DATASET CONTENT:
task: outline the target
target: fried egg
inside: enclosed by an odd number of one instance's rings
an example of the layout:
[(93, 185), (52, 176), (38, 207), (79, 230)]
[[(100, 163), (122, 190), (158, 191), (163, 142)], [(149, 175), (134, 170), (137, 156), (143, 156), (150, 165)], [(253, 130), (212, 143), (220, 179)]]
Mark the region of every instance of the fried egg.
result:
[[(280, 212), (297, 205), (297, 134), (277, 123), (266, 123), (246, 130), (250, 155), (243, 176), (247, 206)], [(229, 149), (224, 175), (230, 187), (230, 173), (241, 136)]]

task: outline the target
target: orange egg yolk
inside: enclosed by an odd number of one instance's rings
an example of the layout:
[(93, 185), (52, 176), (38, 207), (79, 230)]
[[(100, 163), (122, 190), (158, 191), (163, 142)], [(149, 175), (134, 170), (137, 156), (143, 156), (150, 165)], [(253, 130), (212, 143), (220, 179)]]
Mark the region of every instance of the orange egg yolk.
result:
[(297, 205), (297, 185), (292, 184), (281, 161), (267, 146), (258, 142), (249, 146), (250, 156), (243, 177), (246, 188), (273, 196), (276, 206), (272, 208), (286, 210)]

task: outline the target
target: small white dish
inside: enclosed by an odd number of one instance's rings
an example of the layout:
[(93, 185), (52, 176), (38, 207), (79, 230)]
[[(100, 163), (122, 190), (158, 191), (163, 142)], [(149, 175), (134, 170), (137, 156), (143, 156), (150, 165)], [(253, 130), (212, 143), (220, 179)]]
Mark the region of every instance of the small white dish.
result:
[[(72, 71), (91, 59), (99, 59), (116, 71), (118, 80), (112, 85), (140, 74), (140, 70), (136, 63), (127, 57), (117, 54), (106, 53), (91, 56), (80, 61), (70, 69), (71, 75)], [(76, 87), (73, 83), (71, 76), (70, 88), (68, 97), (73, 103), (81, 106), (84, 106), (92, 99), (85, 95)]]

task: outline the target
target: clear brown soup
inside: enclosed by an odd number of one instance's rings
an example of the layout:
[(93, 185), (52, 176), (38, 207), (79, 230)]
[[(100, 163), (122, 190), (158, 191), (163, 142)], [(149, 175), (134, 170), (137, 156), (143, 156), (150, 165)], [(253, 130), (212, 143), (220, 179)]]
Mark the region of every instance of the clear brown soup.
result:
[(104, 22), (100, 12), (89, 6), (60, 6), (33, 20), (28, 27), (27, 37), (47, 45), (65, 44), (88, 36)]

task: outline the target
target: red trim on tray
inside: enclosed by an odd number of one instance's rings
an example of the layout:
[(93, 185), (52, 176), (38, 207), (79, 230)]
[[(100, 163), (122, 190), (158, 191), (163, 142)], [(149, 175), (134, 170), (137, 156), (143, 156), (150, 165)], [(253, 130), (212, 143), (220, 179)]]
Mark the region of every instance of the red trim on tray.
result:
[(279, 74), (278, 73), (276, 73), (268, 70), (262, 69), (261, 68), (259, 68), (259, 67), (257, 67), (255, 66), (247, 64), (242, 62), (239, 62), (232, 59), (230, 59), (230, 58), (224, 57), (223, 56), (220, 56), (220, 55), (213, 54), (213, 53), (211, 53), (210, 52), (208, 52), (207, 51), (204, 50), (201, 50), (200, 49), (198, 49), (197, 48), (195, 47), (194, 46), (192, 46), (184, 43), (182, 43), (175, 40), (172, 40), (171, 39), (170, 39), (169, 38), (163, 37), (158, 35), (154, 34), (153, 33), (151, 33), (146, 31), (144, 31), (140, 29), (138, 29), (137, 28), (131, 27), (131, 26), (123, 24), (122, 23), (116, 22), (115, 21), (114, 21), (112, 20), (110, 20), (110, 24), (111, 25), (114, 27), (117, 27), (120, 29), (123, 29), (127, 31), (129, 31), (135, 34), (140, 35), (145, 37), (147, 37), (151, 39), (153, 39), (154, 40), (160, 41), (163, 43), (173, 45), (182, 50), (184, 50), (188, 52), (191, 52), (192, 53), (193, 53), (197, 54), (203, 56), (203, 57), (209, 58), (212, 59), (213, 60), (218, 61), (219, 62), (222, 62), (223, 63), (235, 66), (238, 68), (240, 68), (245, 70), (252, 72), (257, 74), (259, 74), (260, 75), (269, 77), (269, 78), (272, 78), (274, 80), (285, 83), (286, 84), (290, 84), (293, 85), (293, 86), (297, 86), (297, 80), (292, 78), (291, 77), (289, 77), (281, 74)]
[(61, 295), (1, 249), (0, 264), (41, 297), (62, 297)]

TASK DIRECTIONS: Replace "orange" with "yellow" in the records, from the start through the line with "208), (286, 210)]", both ends included. Give those lines back with nothing else changed.

EXERCISE ANSWER:
task: outline the target
target: fried egg
inside: enclosed by an odd number of one instance's rings
an example of the layout:
[(93, 185), (52, 176), (38, 207), (79, 230)]
[[(100, 163), (122, 190), (158, 191), (163, 142)], [(149, 175), (134, 170), (137, 156), (143, 156), (150, 165)], [(253, 130), (212, 143), (220, 179)]]
Mark the region of every instance of the fried egg.
result:
[[(280, 212), (297, 205), (297, 134), (277, 123), (266, 123), (246, 130), (250, 155), (243, 176), (247, 206)], [(229, 149), (224, 175), (230, 187), (230, 173), (241, 136)]]

task: outline the target
target: yellow egg yolk
inside: enclosed by an odd number of one instance's rings
an example of the layout:
[(93, 185), (52, 176), (38, 207), (79, 230)]
[[(100, 163), (122, 190), (158, 191), (163, 142)], [(149, 175), (134, 170), (137, 156), (143, 156), (150, 165)], [(253, 130), (212, 143), (220, 179)]]
Mark the region of every instance of the yellow egg yolk.
result:
[(297, 205), (297, 185), (292, 184), (281, 161), (267, 146), (258, 142), (249, 146), (250, 156), (243, 177), (246, 188), (273, 196), (276, 206), (272, 208), (286, 210)]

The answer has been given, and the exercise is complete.